--- Rows taken from a dataset ---
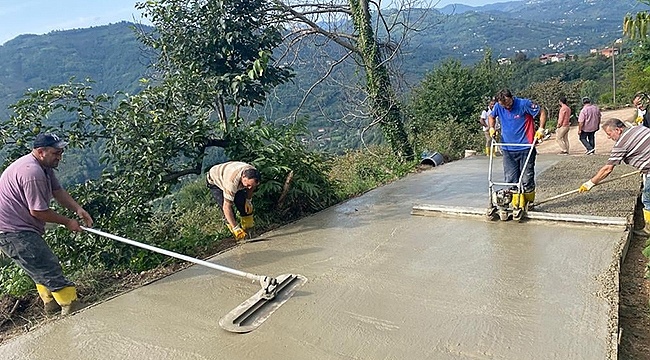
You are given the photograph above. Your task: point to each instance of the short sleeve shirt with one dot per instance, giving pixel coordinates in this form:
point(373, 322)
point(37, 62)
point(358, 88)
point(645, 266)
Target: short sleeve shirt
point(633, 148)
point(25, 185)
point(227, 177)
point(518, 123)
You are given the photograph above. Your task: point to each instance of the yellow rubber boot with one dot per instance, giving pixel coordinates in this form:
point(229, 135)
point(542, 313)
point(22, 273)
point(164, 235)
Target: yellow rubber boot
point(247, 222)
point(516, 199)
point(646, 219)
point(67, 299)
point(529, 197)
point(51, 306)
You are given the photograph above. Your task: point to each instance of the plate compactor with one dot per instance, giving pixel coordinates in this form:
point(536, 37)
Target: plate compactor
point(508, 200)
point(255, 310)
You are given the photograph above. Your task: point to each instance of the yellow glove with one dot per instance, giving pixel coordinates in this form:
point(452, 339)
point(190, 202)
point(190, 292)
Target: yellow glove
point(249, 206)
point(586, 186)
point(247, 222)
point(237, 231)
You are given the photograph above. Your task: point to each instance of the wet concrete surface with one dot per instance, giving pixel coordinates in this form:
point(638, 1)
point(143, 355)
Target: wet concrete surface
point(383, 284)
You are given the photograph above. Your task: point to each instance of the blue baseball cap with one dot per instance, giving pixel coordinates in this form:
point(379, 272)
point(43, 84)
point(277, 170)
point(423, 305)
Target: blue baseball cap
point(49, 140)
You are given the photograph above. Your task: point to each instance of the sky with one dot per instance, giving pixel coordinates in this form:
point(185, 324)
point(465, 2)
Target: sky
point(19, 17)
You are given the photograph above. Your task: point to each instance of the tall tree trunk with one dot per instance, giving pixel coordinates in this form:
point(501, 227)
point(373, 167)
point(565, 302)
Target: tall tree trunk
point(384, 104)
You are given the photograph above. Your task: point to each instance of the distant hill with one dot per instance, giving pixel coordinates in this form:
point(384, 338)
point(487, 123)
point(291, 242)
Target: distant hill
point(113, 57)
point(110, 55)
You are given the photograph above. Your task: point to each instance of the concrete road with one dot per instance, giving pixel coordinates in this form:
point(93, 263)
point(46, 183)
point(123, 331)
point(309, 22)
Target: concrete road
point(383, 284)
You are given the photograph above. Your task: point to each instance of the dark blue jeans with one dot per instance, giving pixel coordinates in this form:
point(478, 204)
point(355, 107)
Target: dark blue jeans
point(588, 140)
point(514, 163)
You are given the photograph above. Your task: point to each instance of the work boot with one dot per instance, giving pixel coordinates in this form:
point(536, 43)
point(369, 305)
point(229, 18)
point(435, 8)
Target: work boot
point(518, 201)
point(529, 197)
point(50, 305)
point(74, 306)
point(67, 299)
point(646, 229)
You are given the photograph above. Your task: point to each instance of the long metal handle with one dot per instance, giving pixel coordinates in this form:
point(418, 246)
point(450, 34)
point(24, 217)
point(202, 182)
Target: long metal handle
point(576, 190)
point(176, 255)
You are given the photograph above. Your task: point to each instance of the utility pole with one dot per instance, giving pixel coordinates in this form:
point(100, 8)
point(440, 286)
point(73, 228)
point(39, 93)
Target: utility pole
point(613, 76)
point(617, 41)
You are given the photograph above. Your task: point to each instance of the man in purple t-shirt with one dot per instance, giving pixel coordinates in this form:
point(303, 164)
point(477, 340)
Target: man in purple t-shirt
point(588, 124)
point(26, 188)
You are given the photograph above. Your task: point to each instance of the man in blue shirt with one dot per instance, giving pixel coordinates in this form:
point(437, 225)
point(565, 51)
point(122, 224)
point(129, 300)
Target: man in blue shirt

--- Exercise details ---
Lay out every line of all the items above as one numbered list. Skip blank lines and leave the pictures out.

--- Answer to this task ---
1. You are given the photograph above. Your task: point to each instance of the short sleeve shirt with one dot per instance, giving pixel coordinates in this form:
2. point(373, 322)
3. point(37, 62)
4. point(358, 88)
5. point(645, 266)
6. Target: short sleeve shirt
7. point(633, 148)
8. point(25, 185)
9. point(227, 177)
10. point(518, 123)
11. You are given the photograph above. Your task: point to each instance of the yellow rubber boot with one dot per instance, giving pixel coordinates in this form:
12. point(229, 135)
13. point(542, 313)
14. point(22, 273)
15. point(164, 235)
16. Target: yellow rubber boot
17. point(247, 222)
18. point(516, 199)
19. point(646, 219)
20. point(67, 299)
21. point(529, 197)
22. point(51, 306)
23. You are given the photograph above. Your task: point to each instance of the plate compactor with one dot per instance, giving pixel coordinates in this form:
24. point(536, 37)
25. Target: plate compactor
26. point(508, 200)
27. point(255, 310)
28. You are given the photograph above. Your task: point to each instance of the yellow glove with one dot per instance, giving pixel coordinates in this form:
29. point(452, 339)
30. point(190, 202)
31. point(190, 292)
32. Target: yellow glove
33. point(249, 206)
34. point(586, 186)
35. point(247, 222)
36. point(237, 231)
37. You are given the photograph above. Your task: point to each instance of the wet concrete surface with one dot per instance, giving pixel coordinates in this form:
38. point(638, 1)
39. point(143, 355)
40. Target: wet concrete surface
41. point(383, 284)
42. You are given the photograph above. Your task: point to each instance of the blue baseball cap with one dot per instance, giving pixel coordinates in this form:
43. point(379, 272)
44. point(43, 84)
45. point(277, 170)
46. point(423, 305)
47. Target: blue baseball cap
48. point(49, 140)
49. You are given the photograph above. Your task: point to each instance of the sky with one dot per instance, giving pixel coordinates in this form:
50. point(185, 324)
51. point(465, 2)
52. Target: sky
53. point(19, 17)
54. You are given the photograph above. Your task: point to each instance of the tall tree trunk with one dot per instance, giving pixel coordinates in this form:
55. point(501, 227)
56. point(373, 167)
57. point(565, 302)
58. Target: tall tree trunk
59. point(384, 104)
60. You are given the photograph above. Your task: point to each instance of the distant hill with one dot per instance, giving pixel coordinates in this form:
61. point(384, 338)
62. point(487, 123)
63. point(291, 242)
64. Target: distant hill
65. point(113, 57)
66. point(110, 55)
67. You are given the photograph above. Your task: point to each instance of the concrete road with one dot per instance, giving pixel coordinates in this form:
68. point(93, 263)
69. point(46, 183)
70. point(123, 331)
71. point(309, 22)
72. Target: concrete road
73. point(383, 284)
74. You are given the photograph above. Your task: point to each instance of the dark blue jeans with one dot per instance, giving pixel coordinates in this form:
75. point(478, 204)
76. point(355, 107)
77. Target: dark blue jeans
78. point(588, 140)
79. point(514, 163)
80. You are given the photograph above. Your task: point to each instance of the work boot with one dot per instance, giving pixel coordinates in this form:
81. point(536, 43)
82. point(369, 305)
83. point(229, 18)
84. point(435, 8)
85. Target: work boot
86. point(518, 201)
87. point(529, 197)
88. point(50, 305)
89. point(74, 306)
90. point(67, 299)
91. point(646, 229)
92. You are given the photograph above. Your task: point to each instance of the long metal handle with one dot per instance, giving pixel coordinates in this form:
93. point(418, 246)
94. point(450, 34)
95. point(24, 217)
96. point(202, 182)
97. Target: long metal handle
98. point(576, 190)
99. point(176, 255)
100. You are given the photograph above. Your task: point to each instance of the utility pole with one dot per instance, giving pixel coordinates in this form:
101. point(100, 8)
102. point(440, 286)
103. point(73, 228)
104. point(39, 93)
105. Target: utility pole
106. point(613, 76)
107. point(617, 41)
108. You are given the photograph above. Your task: point to each instance of the man in purple t-shirt with one dot per instance, giving pixel coordinates in this form:
109. point(303, 164)
110. point(477, 340)
111. Target: man in purple t-shirt
112. point(588, 124)
113. point(26, 188)
114. You are given the photograph above. Your task: point to each instance of the man in blue shirt with one dot per instance, giving pixel coordinates in this form:
115. point(437, 225)
116. point(565, 51)
117. point(122, 224)
118. point(129, 300)
119. Target: man in blue shirt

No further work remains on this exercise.